WHAT NEEDS TO BE DONE:
State the number of lines in the listing below that contain the string "tent", treating uppercase and lowercase letters as distinct. Give only the number.

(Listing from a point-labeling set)
● ● ●
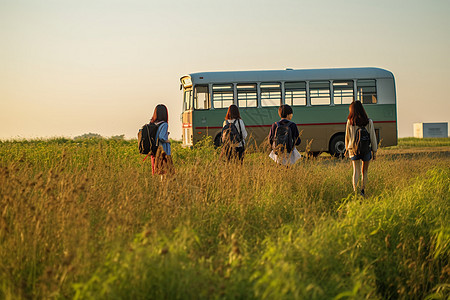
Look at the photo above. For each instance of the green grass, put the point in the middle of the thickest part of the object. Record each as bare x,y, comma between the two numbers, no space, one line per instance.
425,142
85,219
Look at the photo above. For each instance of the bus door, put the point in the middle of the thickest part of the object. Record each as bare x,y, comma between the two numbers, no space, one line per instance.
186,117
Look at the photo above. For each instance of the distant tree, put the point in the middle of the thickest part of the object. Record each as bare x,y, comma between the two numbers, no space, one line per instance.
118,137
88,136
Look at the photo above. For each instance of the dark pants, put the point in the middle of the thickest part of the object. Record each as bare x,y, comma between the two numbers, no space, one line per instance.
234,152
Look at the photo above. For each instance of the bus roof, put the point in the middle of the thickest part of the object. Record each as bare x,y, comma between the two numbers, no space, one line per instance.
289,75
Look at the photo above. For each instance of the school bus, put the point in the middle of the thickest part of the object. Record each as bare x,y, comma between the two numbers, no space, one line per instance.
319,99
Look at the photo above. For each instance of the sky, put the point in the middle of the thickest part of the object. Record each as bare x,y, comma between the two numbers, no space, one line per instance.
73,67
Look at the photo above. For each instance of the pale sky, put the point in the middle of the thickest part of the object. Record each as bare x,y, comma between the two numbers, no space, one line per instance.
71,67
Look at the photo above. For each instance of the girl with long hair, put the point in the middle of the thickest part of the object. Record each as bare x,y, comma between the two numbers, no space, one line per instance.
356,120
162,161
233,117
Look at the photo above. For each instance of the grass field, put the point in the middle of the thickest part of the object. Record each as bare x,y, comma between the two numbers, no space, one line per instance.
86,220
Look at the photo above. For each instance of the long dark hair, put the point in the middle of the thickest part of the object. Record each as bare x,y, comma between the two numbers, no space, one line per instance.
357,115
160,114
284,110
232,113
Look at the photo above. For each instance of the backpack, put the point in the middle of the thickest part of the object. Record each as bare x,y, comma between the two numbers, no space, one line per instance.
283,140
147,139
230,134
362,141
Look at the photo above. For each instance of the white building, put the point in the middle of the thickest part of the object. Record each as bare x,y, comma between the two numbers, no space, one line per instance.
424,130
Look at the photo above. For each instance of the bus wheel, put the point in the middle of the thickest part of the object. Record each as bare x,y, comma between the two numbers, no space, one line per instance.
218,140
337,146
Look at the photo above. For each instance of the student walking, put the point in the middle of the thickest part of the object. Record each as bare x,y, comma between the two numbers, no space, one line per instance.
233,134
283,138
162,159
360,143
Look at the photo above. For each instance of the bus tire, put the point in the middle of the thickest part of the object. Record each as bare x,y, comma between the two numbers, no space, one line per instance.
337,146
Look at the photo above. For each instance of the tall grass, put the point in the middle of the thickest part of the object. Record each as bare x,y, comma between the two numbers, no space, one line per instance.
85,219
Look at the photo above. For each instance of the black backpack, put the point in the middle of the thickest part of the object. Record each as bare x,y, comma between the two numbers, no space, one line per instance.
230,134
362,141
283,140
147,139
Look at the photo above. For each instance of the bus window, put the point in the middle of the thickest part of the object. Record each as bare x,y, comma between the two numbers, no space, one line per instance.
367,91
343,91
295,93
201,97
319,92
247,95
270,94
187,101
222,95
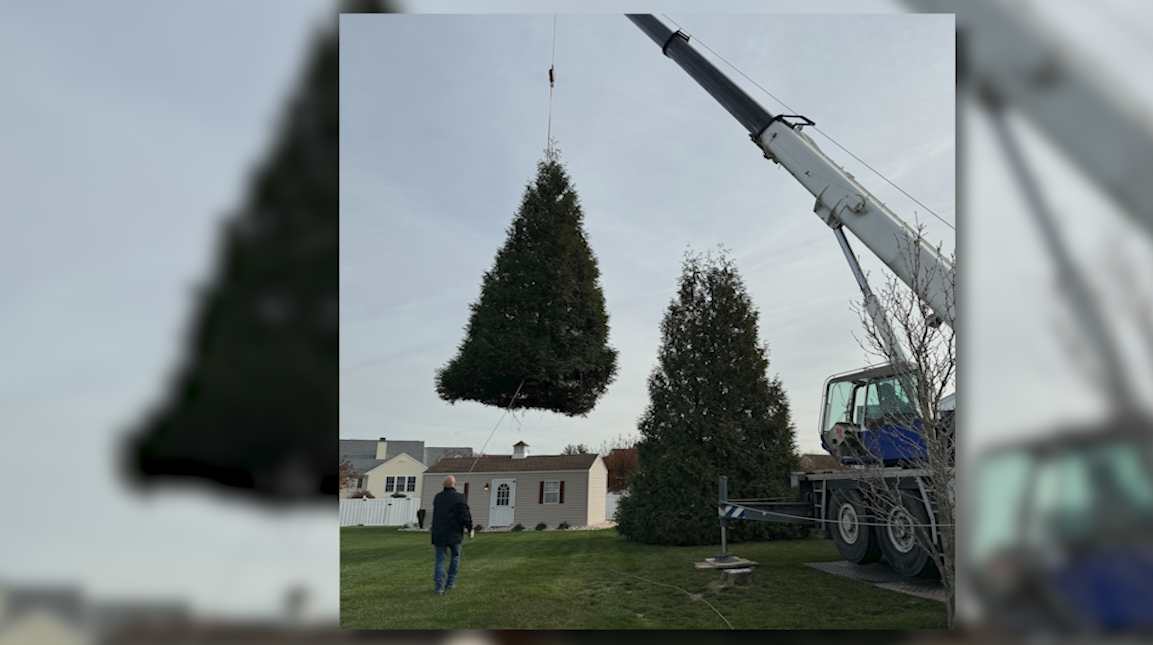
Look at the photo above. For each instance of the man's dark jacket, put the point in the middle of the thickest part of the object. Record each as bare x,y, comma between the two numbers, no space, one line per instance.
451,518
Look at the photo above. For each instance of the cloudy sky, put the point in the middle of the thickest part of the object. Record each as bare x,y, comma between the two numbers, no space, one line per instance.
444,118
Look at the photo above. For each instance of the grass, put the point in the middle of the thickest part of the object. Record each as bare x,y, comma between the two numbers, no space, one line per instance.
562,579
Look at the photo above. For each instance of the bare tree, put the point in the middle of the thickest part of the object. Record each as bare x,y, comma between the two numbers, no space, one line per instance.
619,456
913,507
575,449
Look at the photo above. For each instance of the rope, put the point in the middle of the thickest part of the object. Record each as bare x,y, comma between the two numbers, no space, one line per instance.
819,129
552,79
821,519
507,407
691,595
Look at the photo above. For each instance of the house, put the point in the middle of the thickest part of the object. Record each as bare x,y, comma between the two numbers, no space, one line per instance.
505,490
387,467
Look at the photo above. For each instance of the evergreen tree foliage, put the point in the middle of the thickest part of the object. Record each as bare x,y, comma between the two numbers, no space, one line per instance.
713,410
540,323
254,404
● ● ●
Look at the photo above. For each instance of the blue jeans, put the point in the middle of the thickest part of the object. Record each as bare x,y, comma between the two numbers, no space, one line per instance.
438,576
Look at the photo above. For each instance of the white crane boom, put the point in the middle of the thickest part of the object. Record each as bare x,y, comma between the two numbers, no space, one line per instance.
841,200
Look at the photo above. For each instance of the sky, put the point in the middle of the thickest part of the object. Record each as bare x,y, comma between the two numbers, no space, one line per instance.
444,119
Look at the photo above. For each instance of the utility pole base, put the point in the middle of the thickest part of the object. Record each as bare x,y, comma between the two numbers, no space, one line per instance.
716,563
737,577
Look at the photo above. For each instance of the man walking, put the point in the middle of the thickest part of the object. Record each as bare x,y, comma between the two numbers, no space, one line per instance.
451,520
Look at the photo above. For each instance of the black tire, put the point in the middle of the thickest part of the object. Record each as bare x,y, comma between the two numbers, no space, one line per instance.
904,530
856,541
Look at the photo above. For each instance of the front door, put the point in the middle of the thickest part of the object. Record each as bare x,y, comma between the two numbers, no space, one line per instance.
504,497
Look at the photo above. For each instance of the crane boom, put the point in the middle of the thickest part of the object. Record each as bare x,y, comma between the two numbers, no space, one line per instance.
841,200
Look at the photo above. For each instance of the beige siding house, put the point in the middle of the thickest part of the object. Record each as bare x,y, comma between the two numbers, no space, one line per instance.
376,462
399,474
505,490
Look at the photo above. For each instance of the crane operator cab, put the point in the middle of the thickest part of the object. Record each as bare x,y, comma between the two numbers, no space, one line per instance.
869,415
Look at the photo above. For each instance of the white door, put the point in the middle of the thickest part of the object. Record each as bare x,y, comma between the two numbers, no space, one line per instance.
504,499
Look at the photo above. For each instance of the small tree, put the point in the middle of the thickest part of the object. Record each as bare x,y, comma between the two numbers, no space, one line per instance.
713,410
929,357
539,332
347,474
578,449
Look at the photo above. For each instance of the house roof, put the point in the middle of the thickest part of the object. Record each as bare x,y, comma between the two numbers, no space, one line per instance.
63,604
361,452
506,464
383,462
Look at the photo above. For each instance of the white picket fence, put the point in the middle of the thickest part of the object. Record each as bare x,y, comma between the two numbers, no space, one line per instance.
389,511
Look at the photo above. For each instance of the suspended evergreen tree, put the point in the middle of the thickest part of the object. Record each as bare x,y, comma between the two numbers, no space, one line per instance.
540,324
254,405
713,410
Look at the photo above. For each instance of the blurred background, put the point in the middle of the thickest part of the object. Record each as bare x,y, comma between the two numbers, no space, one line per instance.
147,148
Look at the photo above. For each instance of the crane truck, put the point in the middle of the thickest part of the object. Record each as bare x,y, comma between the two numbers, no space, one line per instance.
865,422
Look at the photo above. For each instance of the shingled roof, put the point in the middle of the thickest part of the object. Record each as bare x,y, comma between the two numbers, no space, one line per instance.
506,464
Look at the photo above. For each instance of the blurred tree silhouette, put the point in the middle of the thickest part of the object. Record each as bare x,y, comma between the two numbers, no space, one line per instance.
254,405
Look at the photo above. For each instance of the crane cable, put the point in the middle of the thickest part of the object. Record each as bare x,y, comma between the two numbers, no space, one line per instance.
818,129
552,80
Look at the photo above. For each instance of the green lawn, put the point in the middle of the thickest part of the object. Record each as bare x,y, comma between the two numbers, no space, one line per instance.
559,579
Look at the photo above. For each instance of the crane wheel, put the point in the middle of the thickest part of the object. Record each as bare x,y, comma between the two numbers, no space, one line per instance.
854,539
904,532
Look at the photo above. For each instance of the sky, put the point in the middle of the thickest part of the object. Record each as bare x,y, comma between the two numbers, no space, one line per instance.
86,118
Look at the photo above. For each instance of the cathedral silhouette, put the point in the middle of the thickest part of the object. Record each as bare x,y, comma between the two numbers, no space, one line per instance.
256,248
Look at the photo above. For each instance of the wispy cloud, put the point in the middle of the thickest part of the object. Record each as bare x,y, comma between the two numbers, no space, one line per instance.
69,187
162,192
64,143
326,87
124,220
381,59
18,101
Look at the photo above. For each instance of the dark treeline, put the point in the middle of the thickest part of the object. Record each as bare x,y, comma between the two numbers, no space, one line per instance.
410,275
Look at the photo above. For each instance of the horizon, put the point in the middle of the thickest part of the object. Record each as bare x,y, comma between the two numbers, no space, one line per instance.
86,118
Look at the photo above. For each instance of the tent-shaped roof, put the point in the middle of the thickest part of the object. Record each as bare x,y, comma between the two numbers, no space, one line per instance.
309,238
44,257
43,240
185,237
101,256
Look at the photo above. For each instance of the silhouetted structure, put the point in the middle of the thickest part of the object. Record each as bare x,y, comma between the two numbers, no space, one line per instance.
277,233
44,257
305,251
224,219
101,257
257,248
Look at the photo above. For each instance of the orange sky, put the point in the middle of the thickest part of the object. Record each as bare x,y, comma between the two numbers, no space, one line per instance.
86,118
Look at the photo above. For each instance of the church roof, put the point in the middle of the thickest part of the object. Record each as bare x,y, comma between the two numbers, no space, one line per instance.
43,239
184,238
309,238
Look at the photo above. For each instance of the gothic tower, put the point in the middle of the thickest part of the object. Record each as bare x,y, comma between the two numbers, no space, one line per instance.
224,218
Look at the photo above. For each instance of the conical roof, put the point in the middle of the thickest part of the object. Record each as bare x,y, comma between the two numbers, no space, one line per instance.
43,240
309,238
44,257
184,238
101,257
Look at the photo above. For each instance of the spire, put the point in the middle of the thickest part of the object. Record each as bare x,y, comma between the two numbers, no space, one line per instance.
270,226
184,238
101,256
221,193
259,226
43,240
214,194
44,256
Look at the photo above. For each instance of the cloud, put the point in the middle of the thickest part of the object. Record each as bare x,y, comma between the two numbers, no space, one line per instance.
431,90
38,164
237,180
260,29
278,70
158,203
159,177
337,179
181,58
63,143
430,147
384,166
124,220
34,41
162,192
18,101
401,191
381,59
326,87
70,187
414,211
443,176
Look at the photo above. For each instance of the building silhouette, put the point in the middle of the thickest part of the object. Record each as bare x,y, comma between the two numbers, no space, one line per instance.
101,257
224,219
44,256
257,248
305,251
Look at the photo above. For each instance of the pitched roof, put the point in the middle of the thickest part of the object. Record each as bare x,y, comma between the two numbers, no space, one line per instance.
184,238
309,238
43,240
● ● ●
RESPONSE:
1